■ **Task to complete**
Skip all pictures; return exactly the lines from the one containing "the baby's face" through the end of the data.

■ **Data provided**
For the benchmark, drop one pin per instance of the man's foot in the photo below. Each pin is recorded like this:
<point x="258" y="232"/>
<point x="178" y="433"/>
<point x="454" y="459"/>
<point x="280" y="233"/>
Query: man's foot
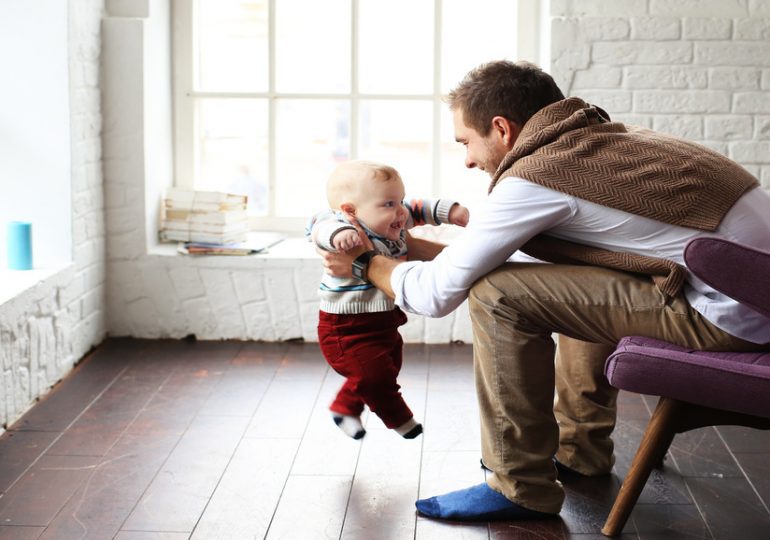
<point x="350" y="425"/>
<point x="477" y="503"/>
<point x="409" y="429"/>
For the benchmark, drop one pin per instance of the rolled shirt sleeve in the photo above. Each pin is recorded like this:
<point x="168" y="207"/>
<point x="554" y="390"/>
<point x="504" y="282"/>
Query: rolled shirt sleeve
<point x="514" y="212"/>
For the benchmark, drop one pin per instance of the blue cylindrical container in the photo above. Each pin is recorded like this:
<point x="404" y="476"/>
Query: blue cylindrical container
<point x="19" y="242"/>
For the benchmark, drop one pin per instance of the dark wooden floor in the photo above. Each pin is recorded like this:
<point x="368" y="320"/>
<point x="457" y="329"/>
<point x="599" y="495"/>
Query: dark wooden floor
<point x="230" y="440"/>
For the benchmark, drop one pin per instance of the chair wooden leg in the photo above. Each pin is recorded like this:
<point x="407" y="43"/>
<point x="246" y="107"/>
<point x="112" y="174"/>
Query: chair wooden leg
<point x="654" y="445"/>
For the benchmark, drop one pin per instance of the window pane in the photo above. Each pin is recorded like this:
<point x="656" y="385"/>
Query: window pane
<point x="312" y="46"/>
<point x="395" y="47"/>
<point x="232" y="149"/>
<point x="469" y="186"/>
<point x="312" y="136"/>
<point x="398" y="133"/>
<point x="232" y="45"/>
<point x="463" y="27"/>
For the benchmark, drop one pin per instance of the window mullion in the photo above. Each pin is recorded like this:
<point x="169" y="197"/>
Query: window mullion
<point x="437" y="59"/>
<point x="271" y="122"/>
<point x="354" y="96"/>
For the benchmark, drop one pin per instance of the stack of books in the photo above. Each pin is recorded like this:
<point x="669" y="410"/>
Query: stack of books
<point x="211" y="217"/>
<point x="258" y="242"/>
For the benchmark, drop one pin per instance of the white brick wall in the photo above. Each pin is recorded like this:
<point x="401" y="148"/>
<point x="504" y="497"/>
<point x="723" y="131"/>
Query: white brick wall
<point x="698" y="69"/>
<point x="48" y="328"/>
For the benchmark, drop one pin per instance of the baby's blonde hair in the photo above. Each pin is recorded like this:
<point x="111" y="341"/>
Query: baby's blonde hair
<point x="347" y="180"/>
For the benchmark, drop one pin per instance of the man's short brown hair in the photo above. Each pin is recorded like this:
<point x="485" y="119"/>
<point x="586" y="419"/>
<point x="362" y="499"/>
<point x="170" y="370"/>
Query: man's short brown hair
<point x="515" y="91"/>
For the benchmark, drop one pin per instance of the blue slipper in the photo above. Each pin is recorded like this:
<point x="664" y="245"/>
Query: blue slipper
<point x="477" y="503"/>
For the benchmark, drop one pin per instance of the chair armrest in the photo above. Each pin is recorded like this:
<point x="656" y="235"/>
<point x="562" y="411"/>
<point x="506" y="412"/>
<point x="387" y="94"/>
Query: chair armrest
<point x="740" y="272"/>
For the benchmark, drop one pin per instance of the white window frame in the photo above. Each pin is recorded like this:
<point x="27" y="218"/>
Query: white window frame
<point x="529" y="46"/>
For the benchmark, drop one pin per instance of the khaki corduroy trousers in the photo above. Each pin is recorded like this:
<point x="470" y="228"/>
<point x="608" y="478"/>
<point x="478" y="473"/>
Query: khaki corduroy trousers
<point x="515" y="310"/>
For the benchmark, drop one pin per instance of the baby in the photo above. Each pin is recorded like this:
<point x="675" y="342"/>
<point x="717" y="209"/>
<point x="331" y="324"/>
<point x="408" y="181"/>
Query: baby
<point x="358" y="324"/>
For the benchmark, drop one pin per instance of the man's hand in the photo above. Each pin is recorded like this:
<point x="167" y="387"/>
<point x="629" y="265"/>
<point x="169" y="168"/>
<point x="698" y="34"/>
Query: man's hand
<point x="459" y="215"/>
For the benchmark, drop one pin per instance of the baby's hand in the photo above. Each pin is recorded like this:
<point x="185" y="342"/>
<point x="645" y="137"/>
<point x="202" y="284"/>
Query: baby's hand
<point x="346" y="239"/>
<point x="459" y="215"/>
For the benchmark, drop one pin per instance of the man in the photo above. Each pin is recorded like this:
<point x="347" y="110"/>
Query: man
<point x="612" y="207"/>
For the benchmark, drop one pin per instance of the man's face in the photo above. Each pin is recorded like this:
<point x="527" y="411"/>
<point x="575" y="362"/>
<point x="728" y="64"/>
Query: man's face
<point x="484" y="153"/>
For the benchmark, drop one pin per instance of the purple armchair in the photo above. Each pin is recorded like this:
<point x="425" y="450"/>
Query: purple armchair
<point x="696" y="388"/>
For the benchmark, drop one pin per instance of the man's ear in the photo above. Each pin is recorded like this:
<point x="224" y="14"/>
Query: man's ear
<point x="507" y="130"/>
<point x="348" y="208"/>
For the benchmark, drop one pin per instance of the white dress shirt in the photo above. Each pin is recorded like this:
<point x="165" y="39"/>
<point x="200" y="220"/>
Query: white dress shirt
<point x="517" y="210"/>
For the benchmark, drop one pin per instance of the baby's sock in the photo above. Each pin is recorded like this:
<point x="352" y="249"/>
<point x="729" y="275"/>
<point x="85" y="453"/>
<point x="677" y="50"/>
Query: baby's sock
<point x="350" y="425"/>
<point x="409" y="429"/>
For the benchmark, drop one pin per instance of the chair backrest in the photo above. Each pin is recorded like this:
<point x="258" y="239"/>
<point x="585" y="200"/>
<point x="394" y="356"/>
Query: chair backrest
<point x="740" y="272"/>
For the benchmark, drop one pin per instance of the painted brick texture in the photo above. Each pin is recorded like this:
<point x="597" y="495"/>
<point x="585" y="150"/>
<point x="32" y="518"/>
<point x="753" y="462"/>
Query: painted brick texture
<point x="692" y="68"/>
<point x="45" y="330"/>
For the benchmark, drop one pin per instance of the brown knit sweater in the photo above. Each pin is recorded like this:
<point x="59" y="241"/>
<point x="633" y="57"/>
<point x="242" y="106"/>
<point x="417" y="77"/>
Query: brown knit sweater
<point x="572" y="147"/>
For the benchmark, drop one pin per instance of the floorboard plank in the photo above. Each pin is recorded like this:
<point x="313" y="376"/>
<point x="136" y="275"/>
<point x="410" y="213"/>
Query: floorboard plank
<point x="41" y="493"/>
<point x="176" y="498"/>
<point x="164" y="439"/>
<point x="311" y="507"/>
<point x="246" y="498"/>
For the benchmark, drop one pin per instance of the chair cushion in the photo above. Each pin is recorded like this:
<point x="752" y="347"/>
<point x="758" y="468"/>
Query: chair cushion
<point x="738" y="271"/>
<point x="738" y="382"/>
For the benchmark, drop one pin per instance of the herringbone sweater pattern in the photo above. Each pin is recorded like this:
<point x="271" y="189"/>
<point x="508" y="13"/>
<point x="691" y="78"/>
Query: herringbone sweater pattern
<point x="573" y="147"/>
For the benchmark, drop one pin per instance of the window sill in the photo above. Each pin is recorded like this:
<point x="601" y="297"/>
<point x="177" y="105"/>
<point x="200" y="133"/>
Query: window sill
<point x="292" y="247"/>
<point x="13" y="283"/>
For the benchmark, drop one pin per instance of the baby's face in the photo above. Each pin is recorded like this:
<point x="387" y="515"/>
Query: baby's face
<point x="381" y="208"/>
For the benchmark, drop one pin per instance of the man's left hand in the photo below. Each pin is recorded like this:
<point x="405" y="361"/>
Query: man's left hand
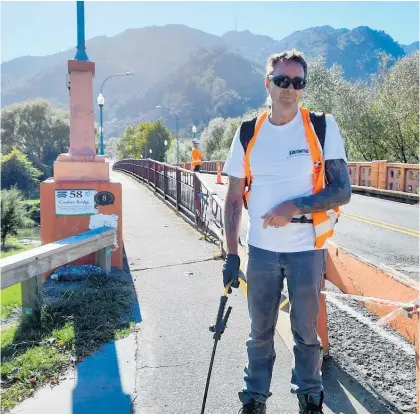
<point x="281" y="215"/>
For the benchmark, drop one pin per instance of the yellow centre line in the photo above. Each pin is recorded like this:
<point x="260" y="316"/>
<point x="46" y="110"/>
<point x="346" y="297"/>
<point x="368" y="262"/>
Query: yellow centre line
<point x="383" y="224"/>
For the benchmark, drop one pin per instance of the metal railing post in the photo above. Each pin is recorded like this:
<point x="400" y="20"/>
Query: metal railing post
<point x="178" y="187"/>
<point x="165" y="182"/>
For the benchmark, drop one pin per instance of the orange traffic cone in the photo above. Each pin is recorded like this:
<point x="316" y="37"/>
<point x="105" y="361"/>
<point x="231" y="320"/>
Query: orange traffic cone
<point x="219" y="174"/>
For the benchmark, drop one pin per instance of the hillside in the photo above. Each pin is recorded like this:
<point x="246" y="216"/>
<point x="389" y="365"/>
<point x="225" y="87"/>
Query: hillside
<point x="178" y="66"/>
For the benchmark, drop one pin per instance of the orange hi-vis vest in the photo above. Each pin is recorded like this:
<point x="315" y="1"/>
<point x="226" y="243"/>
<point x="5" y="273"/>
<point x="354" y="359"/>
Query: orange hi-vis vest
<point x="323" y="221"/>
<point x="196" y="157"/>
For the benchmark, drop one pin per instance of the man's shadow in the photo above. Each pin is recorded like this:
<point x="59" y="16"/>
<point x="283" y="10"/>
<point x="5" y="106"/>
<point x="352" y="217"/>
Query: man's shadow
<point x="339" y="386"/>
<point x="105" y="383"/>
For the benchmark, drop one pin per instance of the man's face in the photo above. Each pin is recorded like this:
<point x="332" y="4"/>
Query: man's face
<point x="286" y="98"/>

■ **Expected output**
For the benchmark, drop one pin per instance of the baby's face in the photo above. Each pin is recorded like this:
<point x="387" y="515"/>
Query: baby's face
<point x="381" y="208"/>
For the benchmark, drop one pin per instance of the man's left hand in the photo below. Each pin is recorded like this:
<point x="405" y="361"/>
Query: man's left hand
<point x="281" y="215"/>
For the benchmark, drop one pin per instance of the yellow centre line in the photo above. Each pin is recorded like this:
<point x="260" y="316"/>
<point x="46" y="110"/>
<point x="346" y="297"/>
<point x="368" y="262"/>
Query: yellow centre line
<point x="383" y="224"/>
For the benchmark, drop one pin per instance of the metal railing post in the photo above. Each pin is recorded like this:
<point x="400" y="20"/>
Query: metal railing post
<point x="178" y="187"/>
<point x="165" y="182"/>
For the benchmark, drop one pin per instance of the orange traffic cone in the photo above. Each pin is recorded like this:
<point x="316" y="37"/>
<point x="105" y="361"/>
<point x="231" y="320"/>
Query: orange traffic cone
<point x="219" y="174"/>
For the benchmark, drop one pin per instance of the hillside in the photo above. Each pin is recorded like this:
<point x="246" y="216"/>
<point x="389" y="365"/>
<point x="225" y="87"/>
Query: hillside
<point x="178" y="66"/>
For the benchmark, drop one pin per instance of the orange hi-vis vest in the photo above. Each pin is recorded like this:
<point x="315" y="1"/>
<point x="226" y="243"/>
<point x="5" y="273"/>
<point x="354" y="359"/>
Query: orange hi-vis vest
<point x="323" y="221"/>
<point x="196" y="157"/>
For the benchmark, drop one pin per instance of the man's shadow in the photo above. Each pin is recorded like this:
<point x="59" y="16"/>
<point x="283" y="10"/>
<point x="5" y="106"/>
<point x="352" y="217"/>
Query: man's shadow
<point x="339" y="386"/>
<point x="105" y="383"/>
For the benchmark, drop one pin per instance of the man's face in the photo above. Each pin is recorded like this:
<point x="332" y="4"/>
Query: man's face
<point x="286" y="98"/>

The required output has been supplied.